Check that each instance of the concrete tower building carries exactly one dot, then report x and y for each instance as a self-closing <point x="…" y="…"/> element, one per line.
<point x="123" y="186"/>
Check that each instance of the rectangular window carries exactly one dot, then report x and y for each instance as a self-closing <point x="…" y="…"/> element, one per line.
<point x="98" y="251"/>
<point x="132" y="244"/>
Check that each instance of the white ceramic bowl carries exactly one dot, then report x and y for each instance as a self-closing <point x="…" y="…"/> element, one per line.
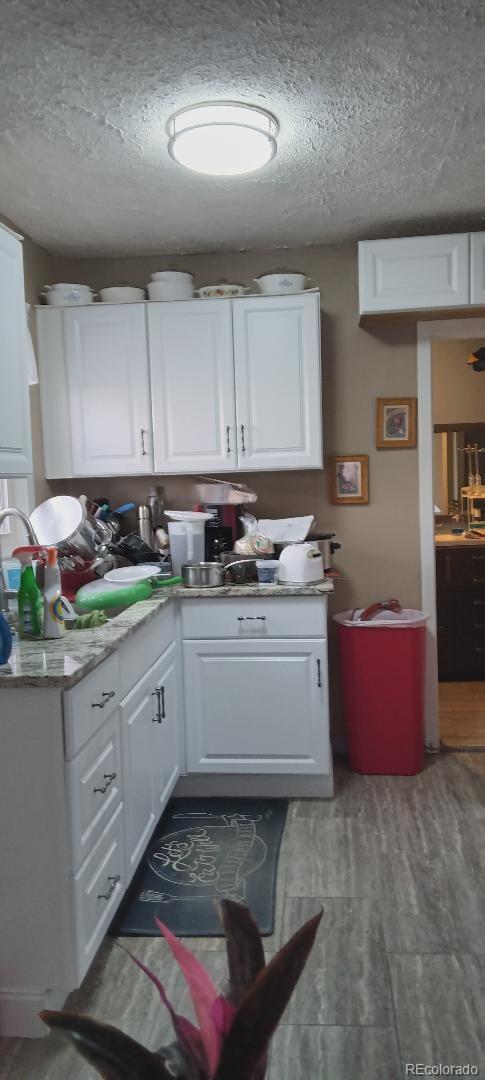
<point x="223" y="288"/>
<point x="65" y="295"/>
<point x="172" y="275"/>
<point x="122" y="294"/>
<point x="279" y="283"/>
<point x="171" y="289"/>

Exercise task: Convert the lines, starting with the line containing "Check that each instance of the white" and going on through the last line above, into a Markdown table with the columns Row and Line. Skip blank lines and leave the pictures out of the table.

Solution for this problem:
| Row | Line |
|---|---|
| 1 | Check that each instance of the white ceramic bowl carries exactly one dot, then report x and y for each instance as a self-closing <point x="…" y="…"/> element, one per line. |
| 2 | <point x="223" y="288"/> |
| 3 | <point x="65" y="295"/> |
| 4 | <point x="172" y="275"/> |
| 5 | <point x="122" y="294"/> |
| 6 | <point x="279" y="283"/> |
| 7 | <point x="171" y="289"/> |